* EXERCISE INSTRUCTIONS *
Could you repeat every record below exactly, leaving out the pictures?

* PROVIDED MATERIAL *
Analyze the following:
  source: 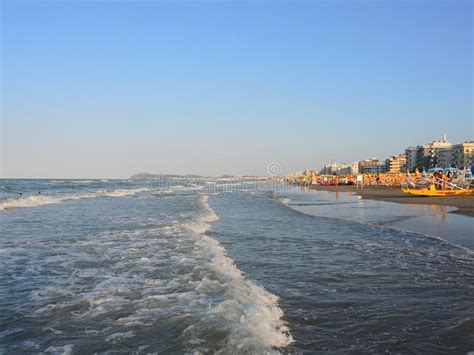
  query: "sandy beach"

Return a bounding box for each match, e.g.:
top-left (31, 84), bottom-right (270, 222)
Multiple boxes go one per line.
top-left (310, 185), bottom-right (474, 217)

* RESPONSE AREA *
Analyze the following:
  source: 
  query: "sandy beach"

Return a bounding box for each match, e.g.:
top-left (31, 84), bottom-right (270, 222)
Multiple boxes go one per line.
top-left (310, 185), bottom-right (474, 217)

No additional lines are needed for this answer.